§ What to work on
Only the lines from the one containing "Definition of the keypoint: for every instance of the number" through the end of the entries should be repeated, exactly as they appear, first and last included.

┏━━

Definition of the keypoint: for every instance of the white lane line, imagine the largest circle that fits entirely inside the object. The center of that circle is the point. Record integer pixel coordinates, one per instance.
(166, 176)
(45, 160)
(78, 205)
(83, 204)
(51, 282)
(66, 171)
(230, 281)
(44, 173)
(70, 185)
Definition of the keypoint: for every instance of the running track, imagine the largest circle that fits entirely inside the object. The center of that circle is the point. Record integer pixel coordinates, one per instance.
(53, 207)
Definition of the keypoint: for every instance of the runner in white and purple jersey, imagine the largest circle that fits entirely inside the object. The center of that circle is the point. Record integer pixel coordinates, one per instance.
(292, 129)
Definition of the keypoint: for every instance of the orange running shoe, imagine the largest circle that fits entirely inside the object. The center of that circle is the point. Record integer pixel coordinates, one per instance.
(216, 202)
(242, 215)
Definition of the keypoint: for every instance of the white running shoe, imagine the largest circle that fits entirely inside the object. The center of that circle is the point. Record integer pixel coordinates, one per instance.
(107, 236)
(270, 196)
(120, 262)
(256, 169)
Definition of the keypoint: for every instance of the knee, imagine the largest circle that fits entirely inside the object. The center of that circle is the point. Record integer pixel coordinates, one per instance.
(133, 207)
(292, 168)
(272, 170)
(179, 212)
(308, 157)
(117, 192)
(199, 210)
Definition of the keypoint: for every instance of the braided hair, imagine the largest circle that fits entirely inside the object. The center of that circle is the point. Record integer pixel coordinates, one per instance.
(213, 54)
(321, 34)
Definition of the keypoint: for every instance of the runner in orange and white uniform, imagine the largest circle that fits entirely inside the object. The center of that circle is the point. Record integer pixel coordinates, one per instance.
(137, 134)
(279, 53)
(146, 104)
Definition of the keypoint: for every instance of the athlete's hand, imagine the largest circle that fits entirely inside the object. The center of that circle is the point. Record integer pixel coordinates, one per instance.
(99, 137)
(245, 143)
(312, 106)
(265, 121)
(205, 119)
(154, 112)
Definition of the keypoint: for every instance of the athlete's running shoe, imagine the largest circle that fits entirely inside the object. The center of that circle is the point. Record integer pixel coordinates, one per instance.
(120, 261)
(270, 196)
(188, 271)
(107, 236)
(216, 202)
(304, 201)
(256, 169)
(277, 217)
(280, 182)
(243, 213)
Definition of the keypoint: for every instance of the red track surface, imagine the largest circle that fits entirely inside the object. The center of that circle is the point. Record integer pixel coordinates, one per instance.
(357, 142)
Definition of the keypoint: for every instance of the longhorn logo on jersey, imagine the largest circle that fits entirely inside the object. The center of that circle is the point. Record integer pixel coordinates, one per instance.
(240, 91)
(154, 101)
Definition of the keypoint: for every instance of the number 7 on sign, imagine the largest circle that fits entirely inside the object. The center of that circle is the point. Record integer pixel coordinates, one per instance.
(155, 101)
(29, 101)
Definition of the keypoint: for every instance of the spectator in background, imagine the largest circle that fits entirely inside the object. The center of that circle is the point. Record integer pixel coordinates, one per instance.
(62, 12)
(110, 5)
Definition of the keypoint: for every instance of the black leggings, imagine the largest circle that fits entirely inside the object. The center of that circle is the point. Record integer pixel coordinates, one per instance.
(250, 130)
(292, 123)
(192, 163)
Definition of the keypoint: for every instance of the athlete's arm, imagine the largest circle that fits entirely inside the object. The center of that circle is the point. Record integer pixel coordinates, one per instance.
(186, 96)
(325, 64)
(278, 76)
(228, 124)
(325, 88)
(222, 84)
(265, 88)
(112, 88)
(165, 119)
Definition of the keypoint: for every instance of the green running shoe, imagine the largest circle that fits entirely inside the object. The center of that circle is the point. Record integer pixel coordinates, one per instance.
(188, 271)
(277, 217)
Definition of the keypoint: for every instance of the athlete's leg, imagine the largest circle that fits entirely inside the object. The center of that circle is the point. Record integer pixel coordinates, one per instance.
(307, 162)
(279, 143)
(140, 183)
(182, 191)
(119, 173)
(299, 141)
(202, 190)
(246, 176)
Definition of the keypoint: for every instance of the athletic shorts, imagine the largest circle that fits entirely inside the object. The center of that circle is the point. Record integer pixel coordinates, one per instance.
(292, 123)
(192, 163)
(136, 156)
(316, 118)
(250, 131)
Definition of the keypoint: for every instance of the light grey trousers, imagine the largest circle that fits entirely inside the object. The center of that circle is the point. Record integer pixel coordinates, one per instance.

┗━━

§ Answer to the task
Definition of the keypoint: for every instance of the number 7 on sign, imagine the largest circle that fits entirely inside the object. The center of that circle is the point. Record integer pixel coordinates, one per instance.
(155, 101)
(29, 101)
Definition of the keypoint: for every instance of the spectator in background, imagine the largest circle that fits entirely inside the object. The center of that circle is the point. Record integer pixel coordinates, one per instance.
(62, 12)
(110, 5)
Definition of the keypoint: for every instance of the black leggings, imagine the largest circle that fits entirely inside the object. The center of that circle is the point. Record integer pixel coordinates, one per instance.
(250, 130)
(292, 123)
(192, 163)
Definition of the keypoint: for every instance of the athlete's arm, imagine the largest circle that fits entirely inside the object. The center of that circle is the point. Record integer pixel coordinates, one per instance.
(186, 96)
(325, 64)
(278, 76)
(228, 124)
(325, 88)
(222, 84)
(265, 88)
(112, 88)
(165, 119)
Definition of the keypoint: for every instance of the green running shoe, imagine the largest circle that fits entirely inside the object. The center of that circle is the point. Record integer pixel coordinates, one per instance.
(188, 271)
(277, 217)
Definition of the keypoint: for every instance of the athlete's leg, imagine the largest circle that fits entirely inside the object. The center of that circle is the point. Record integer pixel coordinates, one per instance.
(307, 162)
(279, 143)
(140, 183)
(182, 191)
(119, 173)
(299, 141)
(202, 190)
(246, 176)
Definition of the keypoint: for every instance of the athletic shorts, imagine the largest circle that fits entirely inside the object. The center of that circle is the point. Record integer pixel coordinates, one per instance.
(292, 123)
(192, 163)
(136, 156)
(316, 118)
(250, 131)
Definition of the keypoint: for every instance of the light grey trousers, imagine the largest circle that fits entirely inside the object. The center of that circle is the point. Record integer pixel coordinates, one per instance.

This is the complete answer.